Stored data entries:
_ _ _
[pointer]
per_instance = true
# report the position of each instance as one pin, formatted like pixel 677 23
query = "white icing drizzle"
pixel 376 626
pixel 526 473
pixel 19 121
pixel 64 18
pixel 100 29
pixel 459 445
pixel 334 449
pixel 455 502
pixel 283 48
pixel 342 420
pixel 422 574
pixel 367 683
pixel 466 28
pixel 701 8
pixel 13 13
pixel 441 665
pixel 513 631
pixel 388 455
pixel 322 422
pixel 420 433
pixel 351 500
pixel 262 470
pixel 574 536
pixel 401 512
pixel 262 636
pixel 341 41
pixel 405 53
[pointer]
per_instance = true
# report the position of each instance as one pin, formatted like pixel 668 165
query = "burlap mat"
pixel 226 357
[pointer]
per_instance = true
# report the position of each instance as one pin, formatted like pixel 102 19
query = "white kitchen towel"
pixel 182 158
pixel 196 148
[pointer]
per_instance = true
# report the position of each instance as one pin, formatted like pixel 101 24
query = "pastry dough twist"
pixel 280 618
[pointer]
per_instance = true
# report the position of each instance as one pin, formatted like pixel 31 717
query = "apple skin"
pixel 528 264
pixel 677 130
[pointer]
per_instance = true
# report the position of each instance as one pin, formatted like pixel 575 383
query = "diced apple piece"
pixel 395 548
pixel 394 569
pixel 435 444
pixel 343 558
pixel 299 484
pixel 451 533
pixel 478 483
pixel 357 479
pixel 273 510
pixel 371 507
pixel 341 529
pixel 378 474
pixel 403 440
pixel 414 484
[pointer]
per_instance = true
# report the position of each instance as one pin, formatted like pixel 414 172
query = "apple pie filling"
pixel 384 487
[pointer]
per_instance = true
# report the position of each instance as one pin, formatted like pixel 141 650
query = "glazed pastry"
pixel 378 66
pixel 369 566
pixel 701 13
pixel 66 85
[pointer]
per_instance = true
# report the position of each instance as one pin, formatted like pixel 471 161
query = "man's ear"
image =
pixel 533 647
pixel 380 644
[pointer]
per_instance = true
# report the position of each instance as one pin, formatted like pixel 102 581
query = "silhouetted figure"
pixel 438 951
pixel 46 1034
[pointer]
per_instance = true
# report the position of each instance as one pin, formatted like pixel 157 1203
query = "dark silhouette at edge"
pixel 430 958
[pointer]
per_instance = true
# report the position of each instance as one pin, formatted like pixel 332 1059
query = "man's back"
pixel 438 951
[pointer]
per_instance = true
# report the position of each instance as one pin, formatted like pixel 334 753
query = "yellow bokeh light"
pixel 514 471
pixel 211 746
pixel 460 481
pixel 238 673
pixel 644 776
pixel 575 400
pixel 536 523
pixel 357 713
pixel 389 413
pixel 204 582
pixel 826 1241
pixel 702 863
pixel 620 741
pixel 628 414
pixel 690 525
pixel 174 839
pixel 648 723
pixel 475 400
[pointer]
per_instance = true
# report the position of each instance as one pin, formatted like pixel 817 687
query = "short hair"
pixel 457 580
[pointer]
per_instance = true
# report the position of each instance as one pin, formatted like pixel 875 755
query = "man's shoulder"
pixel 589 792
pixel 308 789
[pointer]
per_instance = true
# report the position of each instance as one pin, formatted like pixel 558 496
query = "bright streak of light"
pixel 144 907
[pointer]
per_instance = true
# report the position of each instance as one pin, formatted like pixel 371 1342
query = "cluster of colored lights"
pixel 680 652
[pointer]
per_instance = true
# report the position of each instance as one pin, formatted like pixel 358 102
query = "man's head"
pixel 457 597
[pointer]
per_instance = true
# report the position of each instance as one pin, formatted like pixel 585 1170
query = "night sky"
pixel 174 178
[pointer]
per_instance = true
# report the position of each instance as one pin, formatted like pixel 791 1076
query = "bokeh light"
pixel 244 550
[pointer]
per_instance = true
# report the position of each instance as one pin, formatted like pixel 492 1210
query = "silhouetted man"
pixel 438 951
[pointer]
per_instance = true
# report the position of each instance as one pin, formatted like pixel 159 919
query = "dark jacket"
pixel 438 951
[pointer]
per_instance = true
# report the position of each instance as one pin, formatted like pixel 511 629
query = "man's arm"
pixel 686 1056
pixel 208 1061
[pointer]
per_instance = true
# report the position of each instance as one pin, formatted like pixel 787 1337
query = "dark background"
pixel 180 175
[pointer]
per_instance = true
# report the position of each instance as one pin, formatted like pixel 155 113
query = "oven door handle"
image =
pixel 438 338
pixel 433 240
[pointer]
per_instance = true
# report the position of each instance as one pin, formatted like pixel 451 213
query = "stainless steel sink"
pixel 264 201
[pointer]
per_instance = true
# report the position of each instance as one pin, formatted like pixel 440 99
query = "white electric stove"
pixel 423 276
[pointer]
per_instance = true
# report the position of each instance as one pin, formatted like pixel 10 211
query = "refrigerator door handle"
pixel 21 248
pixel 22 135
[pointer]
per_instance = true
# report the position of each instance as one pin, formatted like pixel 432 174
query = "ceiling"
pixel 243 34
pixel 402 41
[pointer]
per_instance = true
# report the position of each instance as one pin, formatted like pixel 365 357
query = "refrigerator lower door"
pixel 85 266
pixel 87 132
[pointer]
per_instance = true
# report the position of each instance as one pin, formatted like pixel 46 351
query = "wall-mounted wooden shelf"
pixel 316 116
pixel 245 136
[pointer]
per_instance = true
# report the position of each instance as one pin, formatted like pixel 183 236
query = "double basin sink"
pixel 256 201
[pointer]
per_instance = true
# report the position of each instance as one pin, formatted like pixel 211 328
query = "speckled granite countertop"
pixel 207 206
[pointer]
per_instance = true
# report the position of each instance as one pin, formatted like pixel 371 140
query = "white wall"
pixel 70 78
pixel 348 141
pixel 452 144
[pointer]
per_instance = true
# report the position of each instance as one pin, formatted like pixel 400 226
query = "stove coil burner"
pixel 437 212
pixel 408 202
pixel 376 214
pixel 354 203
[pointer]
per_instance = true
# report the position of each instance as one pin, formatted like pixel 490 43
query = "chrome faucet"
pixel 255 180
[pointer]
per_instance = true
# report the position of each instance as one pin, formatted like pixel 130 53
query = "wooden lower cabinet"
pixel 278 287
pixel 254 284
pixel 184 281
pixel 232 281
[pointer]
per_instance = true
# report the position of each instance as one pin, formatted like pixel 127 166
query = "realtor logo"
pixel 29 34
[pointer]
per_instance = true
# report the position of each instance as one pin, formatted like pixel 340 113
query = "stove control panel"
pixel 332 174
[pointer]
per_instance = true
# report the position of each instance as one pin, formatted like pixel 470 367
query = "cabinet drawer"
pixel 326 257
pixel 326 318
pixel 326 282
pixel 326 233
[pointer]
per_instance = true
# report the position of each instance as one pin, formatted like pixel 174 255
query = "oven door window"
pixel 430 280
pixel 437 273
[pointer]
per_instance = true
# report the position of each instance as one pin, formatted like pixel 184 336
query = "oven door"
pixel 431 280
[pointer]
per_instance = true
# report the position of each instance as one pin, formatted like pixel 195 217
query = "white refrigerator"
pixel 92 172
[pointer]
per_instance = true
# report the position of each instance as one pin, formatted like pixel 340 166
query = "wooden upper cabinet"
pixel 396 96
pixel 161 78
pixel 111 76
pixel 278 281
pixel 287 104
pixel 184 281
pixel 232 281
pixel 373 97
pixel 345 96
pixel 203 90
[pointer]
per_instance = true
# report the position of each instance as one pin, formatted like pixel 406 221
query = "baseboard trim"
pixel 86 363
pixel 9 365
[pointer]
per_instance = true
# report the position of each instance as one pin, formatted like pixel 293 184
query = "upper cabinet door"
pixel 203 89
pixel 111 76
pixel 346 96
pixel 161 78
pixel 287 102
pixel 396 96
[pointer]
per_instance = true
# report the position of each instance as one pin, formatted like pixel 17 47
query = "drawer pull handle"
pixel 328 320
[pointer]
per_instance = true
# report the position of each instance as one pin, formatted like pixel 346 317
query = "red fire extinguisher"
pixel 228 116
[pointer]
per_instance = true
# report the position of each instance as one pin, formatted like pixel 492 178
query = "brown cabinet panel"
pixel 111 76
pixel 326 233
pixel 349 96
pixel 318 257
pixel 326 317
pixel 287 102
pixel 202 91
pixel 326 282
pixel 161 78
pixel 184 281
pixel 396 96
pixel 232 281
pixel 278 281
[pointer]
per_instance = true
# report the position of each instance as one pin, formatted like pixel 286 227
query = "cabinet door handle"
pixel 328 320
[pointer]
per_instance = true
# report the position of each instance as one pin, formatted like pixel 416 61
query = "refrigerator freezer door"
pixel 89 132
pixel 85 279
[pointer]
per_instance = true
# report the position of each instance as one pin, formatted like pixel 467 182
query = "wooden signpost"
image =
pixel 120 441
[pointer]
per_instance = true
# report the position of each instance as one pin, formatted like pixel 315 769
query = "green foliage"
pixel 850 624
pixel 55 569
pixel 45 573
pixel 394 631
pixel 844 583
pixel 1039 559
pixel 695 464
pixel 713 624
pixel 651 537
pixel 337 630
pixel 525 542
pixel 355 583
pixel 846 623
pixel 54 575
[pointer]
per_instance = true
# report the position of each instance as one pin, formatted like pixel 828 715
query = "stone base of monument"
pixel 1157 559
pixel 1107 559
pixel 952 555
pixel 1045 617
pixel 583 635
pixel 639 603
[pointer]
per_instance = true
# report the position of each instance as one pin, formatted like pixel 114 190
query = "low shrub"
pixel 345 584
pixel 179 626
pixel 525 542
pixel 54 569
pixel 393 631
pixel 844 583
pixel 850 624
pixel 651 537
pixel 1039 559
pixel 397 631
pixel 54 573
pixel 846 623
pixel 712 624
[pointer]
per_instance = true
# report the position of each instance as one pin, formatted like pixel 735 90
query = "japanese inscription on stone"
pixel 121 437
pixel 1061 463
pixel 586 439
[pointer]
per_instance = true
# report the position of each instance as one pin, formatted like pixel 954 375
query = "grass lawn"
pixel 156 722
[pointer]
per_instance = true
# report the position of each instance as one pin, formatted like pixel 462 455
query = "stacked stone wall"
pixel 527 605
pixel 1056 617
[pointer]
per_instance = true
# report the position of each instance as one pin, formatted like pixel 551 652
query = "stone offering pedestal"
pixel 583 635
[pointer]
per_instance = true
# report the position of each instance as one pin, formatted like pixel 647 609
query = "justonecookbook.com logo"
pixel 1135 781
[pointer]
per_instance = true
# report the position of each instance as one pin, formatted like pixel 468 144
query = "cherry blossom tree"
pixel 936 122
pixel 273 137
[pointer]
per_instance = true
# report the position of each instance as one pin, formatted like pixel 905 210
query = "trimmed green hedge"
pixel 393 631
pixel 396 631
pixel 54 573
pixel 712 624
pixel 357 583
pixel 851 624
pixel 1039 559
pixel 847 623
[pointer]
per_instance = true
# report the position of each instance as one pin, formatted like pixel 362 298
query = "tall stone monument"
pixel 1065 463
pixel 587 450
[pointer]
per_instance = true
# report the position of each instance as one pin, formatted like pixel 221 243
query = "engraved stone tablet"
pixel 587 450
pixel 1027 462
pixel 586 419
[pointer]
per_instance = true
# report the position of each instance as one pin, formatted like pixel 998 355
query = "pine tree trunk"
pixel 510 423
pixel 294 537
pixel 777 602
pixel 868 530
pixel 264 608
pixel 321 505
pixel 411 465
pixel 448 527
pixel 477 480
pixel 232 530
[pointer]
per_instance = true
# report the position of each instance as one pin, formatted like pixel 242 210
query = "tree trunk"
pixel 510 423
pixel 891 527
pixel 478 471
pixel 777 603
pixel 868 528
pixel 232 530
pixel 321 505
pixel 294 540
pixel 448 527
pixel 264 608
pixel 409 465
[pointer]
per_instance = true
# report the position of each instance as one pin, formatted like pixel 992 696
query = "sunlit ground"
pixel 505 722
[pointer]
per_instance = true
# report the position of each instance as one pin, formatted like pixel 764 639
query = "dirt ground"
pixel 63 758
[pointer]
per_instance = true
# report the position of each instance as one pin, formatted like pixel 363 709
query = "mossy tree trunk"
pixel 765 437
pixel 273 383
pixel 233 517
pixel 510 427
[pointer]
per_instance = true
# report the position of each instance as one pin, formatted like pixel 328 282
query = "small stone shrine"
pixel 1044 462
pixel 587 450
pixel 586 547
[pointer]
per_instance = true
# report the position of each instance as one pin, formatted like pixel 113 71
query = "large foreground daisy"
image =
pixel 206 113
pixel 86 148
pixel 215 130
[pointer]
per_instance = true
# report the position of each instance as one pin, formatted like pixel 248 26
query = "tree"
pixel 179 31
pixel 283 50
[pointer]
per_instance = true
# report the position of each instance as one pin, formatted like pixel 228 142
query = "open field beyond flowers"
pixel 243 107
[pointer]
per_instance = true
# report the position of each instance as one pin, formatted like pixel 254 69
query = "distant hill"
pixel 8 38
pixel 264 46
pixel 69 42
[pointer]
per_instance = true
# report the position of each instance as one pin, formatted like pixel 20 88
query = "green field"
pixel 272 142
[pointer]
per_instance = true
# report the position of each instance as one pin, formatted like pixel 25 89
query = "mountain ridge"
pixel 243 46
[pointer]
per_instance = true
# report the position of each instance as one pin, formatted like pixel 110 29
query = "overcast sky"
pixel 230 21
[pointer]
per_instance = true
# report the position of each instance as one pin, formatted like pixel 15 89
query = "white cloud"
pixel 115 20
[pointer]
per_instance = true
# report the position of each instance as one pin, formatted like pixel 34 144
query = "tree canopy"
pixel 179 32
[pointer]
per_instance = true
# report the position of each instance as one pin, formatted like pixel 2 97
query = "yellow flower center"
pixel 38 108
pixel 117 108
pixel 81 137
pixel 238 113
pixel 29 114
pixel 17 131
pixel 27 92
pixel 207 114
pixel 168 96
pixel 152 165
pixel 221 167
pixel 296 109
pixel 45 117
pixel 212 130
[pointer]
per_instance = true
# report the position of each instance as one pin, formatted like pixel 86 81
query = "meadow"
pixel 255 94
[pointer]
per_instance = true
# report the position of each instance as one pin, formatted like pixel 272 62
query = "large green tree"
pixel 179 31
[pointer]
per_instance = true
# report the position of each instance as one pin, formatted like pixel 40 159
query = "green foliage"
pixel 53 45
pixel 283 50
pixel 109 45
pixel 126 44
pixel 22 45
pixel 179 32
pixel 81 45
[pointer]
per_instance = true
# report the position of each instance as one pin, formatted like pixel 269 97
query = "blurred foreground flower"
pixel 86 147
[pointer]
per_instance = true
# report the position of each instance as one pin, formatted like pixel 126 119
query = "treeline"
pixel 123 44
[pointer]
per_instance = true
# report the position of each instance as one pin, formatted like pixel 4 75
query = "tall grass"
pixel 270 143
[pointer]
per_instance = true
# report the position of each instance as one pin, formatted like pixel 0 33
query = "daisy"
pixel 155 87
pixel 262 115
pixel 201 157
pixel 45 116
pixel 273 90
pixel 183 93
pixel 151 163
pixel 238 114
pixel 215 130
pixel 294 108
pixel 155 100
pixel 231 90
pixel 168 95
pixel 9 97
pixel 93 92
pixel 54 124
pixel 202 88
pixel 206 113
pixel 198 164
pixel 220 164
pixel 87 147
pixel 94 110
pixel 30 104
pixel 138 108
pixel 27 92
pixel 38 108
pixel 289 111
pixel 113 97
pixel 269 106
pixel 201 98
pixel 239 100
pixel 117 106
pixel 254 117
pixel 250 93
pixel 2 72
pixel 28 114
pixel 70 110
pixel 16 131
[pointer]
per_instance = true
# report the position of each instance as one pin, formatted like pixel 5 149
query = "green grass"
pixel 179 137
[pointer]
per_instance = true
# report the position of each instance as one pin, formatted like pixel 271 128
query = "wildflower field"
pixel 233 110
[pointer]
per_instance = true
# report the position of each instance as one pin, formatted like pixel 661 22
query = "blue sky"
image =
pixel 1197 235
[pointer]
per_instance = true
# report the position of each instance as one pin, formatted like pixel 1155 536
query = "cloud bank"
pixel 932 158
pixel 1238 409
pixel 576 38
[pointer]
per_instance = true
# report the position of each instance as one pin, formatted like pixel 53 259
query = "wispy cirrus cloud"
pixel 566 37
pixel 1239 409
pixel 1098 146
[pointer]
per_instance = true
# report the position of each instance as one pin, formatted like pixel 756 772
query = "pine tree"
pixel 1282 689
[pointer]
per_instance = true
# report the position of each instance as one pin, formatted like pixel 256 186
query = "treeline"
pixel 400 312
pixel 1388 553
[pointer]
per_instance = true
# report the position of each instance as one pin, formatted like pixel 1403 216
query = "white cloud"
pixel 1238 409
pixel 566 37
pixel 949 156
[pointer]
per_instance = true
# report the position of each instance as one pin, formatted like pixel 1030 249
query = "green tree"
_ _ _
WORK TO DO: Can you extract every line of the listing that contains the word "cloud"?

EXERCISE RESULT:
query = "white cloud"
query = "cloud bank"
query = "wispy cirrus cloud"
query = "white cloud"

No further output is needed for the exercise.